[Task brief]
Write every line below out again, exactly as given, but leave out the pictures.

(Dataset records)
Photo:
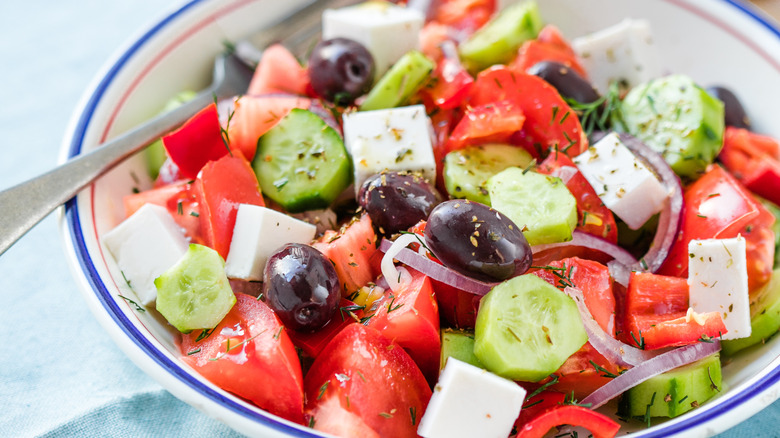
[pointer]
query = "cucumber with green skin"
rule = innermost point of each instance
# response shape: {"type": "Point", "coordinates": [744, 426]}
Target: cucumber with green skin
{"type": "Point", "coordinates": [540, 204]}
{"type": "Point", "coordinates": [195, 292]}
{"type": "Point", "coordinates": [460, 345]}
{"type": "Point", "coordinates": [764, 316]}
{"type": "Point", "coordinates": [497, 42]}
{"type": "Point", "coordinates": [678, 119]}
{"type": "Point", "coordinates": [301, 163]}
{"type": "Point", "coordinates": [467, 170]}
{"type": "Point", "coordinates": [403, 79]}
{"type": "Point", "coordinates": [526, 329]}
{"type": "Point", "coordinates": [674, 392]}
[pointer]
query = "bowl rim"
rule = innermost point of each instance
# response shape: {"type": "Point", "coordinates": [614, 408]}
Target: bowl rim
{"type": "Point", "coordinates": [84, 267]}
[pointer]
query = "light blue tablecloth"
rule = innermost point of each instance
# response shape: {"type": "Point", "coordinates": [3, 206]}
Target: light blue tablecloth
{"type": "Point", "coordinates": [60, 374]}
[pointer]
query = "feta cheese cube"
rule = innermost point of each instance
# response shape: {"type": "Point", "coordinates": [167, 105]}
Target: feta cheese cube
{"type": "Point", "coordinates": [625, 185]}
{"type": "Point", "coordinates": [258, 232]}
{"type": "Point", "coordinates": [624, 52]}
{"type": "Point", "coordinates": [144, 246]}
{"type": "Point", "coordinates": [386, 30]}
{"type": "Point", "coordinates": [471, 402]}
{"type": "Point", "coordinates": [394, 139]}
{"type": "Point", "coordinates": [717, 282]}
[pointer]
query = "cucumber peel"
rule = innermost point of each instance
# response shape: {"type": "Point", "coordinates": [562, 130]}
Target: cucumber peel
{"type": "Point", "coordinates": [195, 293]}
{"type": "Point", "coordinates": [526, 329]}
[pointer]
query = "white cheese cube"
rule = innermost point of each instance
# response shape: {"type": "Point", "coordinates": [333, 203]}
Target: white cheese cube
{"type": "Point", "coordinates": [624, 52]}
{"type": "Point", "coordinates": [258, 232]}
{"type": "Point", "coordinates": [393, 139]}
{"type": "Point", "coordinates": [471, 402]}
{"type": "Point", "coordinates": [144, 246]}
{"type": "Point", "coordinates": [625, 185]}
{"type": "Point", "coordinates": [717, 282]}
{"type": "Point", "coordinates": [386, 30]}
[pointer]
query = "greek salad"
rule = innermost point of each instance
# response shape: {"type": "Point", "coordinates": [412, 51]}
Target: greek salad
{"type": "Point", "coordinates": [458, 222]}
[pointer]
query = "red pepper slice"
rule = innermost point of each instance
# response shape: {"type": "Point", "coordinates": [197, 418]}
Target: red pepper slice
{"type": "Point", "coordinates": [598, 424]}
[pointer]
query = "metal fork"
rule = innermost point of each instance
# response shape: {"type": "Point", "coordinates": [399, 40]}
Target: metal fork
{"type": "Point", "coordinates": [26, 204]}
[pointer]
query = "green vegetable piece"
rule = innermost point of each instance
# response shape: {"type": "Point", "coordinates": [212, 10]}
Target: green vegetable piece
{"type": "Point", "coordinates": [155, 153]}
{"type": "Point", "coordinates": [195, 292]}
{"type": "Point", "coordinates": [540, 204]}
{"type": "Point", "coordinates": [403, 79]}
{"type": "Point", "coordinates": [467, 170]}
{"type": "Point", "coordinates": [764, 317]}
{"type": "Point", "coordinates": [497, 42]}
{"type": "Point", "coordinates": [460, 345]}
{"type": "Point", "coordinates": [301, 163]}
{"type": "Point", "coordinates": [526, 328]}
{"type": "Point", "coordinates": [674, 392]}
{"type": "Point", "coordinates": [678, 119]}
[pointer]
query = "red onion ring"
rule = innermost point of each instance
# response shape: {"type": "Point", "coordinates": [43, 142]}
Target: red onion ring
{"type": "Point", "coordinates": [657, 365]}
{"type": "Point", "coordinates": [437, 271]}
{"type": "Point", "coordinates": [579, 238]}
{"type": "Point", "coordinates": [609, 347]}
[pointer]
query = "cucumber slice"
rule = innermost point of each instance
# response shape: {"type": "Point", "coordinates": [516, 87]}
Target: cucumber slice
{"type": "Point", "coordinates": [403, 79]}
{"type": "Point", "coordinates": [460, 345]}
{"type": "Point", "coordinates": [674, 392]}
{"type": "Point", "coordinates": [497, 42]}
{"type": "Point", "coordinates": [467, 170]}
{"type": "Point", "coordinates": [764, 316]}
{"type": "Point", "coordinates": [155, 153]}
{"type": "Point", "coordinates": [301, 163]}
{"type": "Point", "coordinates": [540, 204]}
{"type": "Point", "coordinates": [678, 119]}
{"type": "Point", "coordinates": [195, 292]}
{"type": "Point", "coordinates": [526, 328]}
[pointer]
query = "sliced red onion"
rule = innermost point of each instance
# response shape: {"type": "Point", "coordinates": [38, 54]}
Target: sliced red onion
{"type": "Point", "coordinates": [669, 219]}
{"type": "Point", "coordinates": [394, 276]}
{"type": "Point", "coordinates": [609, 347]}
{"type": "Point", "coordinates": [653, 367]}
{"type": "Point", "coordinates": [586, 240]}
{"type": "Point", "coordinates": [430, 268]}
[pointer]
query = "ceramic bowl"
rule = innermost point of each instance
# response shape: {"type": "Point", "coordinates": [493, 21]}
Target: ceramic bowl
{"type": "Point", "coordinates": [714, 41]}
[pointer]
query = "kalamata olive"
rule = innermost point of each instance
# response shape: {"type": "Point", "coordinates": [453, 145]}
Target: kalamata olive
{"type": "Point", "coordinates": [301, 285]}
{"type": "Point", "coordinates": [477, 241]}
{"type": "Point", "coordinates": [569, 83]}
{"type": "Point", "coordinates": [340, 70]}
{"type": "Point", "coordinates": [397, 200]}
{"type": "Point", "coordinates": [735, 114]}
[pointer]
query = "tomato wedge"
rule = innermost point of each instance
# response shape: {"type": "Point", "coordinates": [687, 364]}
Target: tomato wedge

[Exercise result]
Photo:
[pointer]
query = "cucumber with green skin"
rule = innermost point of each instance
# response shape: {"type": "Point", "coordinates": [744, 426]}
Target: cucumber with green skin
{"type": "Point", "coordinates": [540, 204]}
{"type": "Point", "coordinates": [195, 292]}
{"type": "Point", "coordinates": [460, 345]}
{"type": "Point", "coordinates": [764, 316]}
{"type": "Point", "coordinates": [497, 42]}
{"type": "Point", "coordinates": [678, 119]}
{"type": "Point", "coordinates": [301, 163]}
{"type": "Point", "coordinates": [467, 170]}
{"type": "Point", "coordinates": [403, 79]}
{"type": "Point", "coordinates": [526, 329]}
{"type": "Point", "coordinates": [674, 392]}
[pointer]
query = "bowl rim"
rule = innermost point of each instance
# response shape: {"type": "Point", "coordinates": [614, 408]}
Target: bowl rim
{"type": "Point", "coordinates": [84, 267]}
[pointer]
query = "light blue tablecloth"
rule = innermost point of each instance
# response shape: {"type": "Point", "coordinates": [3, 206]}
Target: light blue tablecloth
{"type": "Point", "coordinates": [60, 374]}
[pointer]
query = "feta cheese cube"
rule = innermost point of each instance
# response shape: {"type": "Point", "coordinates": [167, 105]}
Target: feta cheese cube
{"type": "Point", "coordinates": [625, 185]}
{"type": "Point", "coordinates": [258, 232]}
{"type": "Point", "coordinates": [624, 52]}
{"type": "Point", "coordinates": [144, 246]}
{"type": "Point", "coordinates": [386, 30]}
{"type": "Point", "coordinates": [471, 402]}
{"type": "Point", "coordinates": [394, 139]}
{"type": "Point", "coordinates": [717, 282]}
[pointer]
query = "cucumber peel"
rule = innermost point of each instance
# response shape: {"type": "Point", "coordinates": [562, 130]}
Target: cucumber peel
{"type": "Point", "coordinates": [195, 293]}
{"type": "Point", "coordinates": [526, 329]}
[pointer]
query = "white cheese cube"
rule = innermost point of each instance
# response shape: {"type": "Point", "coordinates": [333, 203]}
Target: white cheese cube
{"type": "Point", "coordinates": [624, 52]}
{"type": "Point", "coordinates": [258, 232]}
{"type": "Point", "coordinates": [393, 139]}
{"type": "Point", "coordinates": [471, 402]}
{"type": "Point", "coordinates": [144, 246]}
{"type": "Point", "coordinates": [625, 185]}
{"type": "Point", "coordinates": [717, 282]}
{"type": "Point", "coordinates": [386, 30]}
[pointer]
query = "greek salad"
rule = innermost point of each instance
# response shape: {"type": "Point", "coordinates": [412, 51]}
Target: greek salad
{"type": "Point", "coordinates": [458, 222]}
[pointer]
query = "red pepper slice"
rule = innermost point of each instance
# response shape: {"type": "Point", "coordinates": [197, 418]}
Target: red pepper slice
{"type": "Point", "coordinates": [598, 424]}
[pointer]
query = "metal fork"
rule = innermost point of each instance
# response shape: {"type": "Point", "coordinates": [399, 40]}
Target: metal fork
{"type": "Point", "coordinates": [26, 204]}
[pointer]
query = "green vegetable piece"
rule = innermost point of each instance
# response shape: {"type": "Point", "coordinates": [212, 10]}
Target: green vegetable piece
{"type": "Point", "coordinates": [155, 153]}
{"type": "Point", "coordinates": [195, 292]}
{"type": "Point", "coordinates": [540, 204]}
{"type": "Point", "coordinates": [403, 79]}
{"type": "Point", "coordinates": [467, 170]}
{"type": "Point", "coordinates": [764, 317]}
{"type": "Point", "coordinates": [497, 42]}
{"type": "Point", "coordinates": [460, 345]}
{"type": "Point", "coordinates": [301, 163]}
{"type": "Point", "coordinates": [526, 328]}
{"type": "Point", "coordinates": [674, 392]}
{"type": "Point", "coordinates": [678, 119]}
[pointer]
query = "red onion ring"
rule = innermost point of each instance
# response shape: {"type": "Point", "coordinates": [43, 142]}
Target: red onion ring
{"type": "Point", "coordinates": [657, 365]}
{"type": "Point", "coordinates": [437, 271]}
{"type": "Point", "coordinates": [579, 238]}
{"type": "Point", "coordinates": [609, 347]}
[pointer]
query = "cucumber slice"
rule = innermost point of each instance
# response shape: {"type": "Point", "coordinates": [516, 87]}
Target: cucumber slice
{"type": "Point", "coordinates": [403, 79]}
{"type": "Point", "coordinates": [460, 345]}
{"type": "Point", "coordinates": [674, 392]}
{"type": "Point", "coordinates": [497, 42]}
{"type": "Point", "coordinates": [467, 170]}
{"type": "Point", "coordinates": [764, 316]}
{"type": "Point", "coordinates": [155, 153]}
{"type": "Point", "coordinates": [301, 163]}
{"type": "Point", "coordinates": [540, 204]}
{"type": "Point", "coordinates": [678, 119]}
{"type": "Point", "coordinates": [195, 292]}
{"type": "Point", "coordinates": [526, 328]}
[pointer]
query = "sliced red onion"
rule = innermost point of each instance
# response shape: {"type": "Point", "coordinates": [38, 54]}
Target: sliced red onion
{"type": "Point", "coordinates": [669, 219]}
{"type": "Point", "coordinates": [394, 276]}
{"type": "Point", "coordinates": [609, 347]}
{"type": "Point", "coordinates": [653, 367]}
{"type": "Point", "coordinates": [586, 240]}
{"type": "Point", "coordinates": [430, 268]}
[pointer]
query = "ceramic bowl"
rule = innermost point of each instance
# response shape: {"type": "Point", "coordinates": [493, 21]}
Target: ceramic bowl
{"type": "Point", "coordinates": [714, 41]}
[pointer]
query = "kalamata olive"
rule = innermost point of each instance
# response shape: {"type": "Point", "coordinates": [453, 145]}
Target: kalamata olive
{"type": "Point", "coordinates": [301, 285]}
{"type": "Point", "coordinates": [477, 241]}
{"type": "Point", "coordinates": [569, 83]}
{"type": "Point", "coordinates": [340, 70]}
{"type": "Point", "coordinates": [397, 200]}
{"type": "Point", "coordinates": [735, 114]}
[pointer]
query = "tomato wedge"
rule = innermost point of each instance
# response shape: {"type": "Point", "coordinates": [687, 364]}
Target: tomato wedge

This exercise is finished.